Posted in (Actual) Empty Nest, Adult Offspring, College, Fragile Life, Holidays, Home again, Insight, Mid-Life Mama, Milestone Moments, What's Next? (18 & beyond)

Cutting Teeth

Museum of Fine Arts, Boston, Kelly Salasin, May 2018

I suppose every mother has her sweet spot.

There are those who get pregnant in an instant,

and those who feel better than ever when expecting,

and those who deliver with ease.

There are those for whom wearing a baby night and day is just right,

and those who delight in the ever-shifting expressions of a toddler,

and those who are made whole by the emerging consciousness of the preschooler.

There are those who can manage the ins and outs of homework and lessons and birthday parties and playdates,

and those who know whether to lean in or pull back as hormones shift and stakes heighten,

and those who can pivot from manager to consultant providing just enough space and just enough support for young adults to emerge.

□ □ □ □

*Job a*: List each line of the records that contains the string "every".

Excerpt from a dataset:
□ □ □ □

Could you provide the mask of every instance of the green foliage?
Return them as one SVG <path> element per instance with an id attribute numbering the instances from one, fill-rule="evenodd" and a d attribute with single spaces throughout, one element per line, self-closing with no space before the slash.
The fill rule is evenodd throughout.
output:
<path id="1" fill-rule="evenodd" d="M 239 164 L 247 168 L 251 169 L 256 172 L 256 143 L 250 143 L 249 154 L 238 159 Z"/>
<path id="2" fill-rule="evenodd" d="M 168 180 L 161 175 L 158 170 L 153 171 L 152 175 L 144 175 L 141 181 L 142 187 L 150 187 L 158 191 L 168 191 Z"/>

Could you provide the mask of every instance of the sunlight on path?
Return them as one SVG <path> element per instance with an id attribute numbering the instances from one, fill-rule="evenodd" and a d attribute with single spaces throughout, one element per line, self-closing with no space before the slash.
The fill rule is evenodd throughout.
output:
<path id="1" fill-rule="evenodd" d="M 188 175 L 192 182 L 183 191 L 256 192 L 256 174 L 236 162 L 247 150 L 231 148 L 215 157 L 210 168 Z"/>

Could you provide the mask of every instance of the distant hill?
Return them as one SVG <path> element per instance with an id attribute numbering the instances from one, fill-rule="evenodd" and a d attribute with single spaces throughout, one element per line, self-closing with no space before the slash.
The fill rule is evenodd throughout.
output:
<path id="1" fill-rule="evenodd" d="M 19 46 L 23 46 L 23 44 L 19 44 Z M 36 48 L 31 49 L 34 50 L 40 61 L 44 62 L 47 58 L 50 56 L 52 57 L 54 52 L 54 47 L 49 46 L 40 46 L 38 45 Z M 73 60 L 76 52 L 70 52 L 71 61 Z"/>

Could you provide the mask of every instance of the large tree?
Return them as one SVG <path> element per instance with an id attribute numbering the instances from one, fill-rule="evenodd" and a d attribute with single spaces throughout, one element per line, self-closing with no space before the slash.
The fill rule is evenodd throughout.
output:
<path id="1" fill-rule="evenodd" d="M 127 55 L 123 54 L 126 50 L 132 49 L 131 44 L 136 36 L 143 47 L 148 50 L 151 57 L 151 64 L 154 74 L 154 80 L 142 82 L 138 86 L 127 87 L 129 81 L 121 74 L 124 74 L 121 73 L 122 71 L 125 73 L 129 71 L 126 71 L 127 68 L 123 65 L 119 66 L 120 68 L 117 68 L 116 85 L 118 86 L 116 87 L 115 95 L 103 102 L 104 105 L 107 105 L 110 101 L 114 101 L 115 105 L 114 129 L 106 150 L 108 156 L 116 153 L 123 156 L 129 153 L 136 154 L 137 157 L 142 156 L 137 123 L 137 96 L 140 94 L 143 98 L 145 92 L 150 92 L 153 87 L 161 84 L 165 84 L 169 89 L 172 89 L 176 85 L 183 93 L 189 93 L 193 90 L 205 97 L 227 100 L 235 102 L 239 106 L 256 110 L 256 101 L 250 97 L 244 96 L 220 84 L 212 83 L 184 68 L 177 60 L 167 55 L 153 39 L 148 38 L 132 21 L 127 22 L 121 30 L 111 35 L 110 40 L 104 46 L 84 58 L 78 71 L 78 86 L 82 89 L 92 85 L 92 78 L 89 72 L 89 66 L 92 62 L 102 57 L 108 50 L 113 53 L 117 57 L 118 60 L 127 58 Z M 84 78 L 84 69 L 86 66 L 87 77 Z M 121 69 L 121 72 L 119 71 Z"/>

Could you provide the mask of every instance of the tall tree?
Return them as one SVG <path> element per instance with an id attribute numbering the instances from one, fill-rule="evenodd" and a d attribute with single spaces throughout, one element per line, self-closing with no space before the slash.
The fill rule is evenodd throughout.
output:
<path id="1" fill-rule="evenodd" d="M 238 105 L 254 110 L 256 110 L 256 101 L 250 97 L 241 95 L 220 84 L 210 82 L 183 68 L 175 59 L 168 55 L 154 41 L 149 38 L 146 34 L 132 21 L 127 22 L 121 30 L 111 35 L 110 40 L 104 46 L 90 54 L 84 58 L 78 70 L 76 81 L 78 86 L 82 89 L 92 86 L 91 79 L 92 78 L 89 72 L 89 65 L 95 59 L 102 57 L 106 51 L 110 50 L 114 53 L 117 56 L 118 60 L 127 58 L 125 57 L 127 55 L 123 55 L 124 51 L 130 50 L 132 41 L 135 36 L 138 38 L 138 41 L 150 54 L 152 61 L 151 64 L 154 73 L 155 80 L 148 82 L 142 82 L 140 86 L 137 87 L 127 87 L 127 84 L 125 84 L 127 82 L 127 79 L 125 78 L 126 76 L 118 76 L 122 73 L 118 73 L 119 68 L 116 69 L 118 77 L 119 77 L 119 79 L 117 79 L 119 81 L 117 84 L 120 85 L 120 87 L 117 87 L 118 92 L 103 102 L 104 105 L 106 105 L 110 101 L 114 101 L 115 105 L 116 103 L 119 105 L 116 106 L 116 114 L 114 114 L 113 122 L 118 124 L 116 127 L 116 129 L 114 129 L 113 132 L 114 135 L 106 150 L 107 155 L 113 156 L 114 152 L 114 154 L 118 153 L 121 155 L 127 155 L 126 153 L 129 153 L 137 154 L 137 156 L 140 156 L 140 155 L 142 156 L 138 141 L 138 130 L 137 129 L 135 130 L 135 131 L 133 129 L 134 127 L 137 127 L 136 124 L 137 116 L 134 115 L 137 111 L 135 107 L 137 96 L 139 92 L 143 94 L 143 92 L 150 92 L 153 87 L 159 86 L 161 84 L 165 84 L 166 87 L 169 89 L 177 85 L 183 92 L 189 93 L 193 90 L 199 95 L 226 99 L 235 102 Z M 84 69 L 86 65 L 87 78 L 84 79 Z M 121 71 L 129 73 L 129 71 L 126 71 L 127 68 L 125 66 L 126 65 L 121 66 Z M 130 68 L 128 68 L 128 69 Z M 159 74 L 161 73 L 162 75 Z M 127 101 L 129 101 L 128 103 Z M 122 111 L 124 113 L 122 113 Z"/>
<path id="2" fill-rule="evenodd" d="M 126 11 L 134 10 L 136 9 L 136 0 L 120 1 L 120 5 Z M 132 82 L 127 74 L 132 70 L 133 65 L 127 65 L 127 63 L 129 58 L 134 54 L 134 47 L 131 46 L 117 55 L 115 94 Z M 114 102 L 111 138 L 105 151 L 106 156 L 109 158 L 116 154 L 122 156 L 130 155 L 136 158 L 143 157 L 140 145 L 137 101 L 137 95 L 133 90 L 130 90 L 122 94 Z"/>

□ □ □ □

*Job b*: In the poem "Cutting Teeth" above, list the things whose "ins and outs" some mothers can manage.

*Correct output a*:
Could you provide the mask of every instance of the green foliage?
Could you provide the mask of every instance of the sunlight on path?
Could you provide the mask of every instance of the distant hill?
Could you provide the mask of every instance of the large tree?
Could you provide the mask of every instance of the tall tree?

*Correct output b*:
- homework
- lessons
- birthday parties
- playdates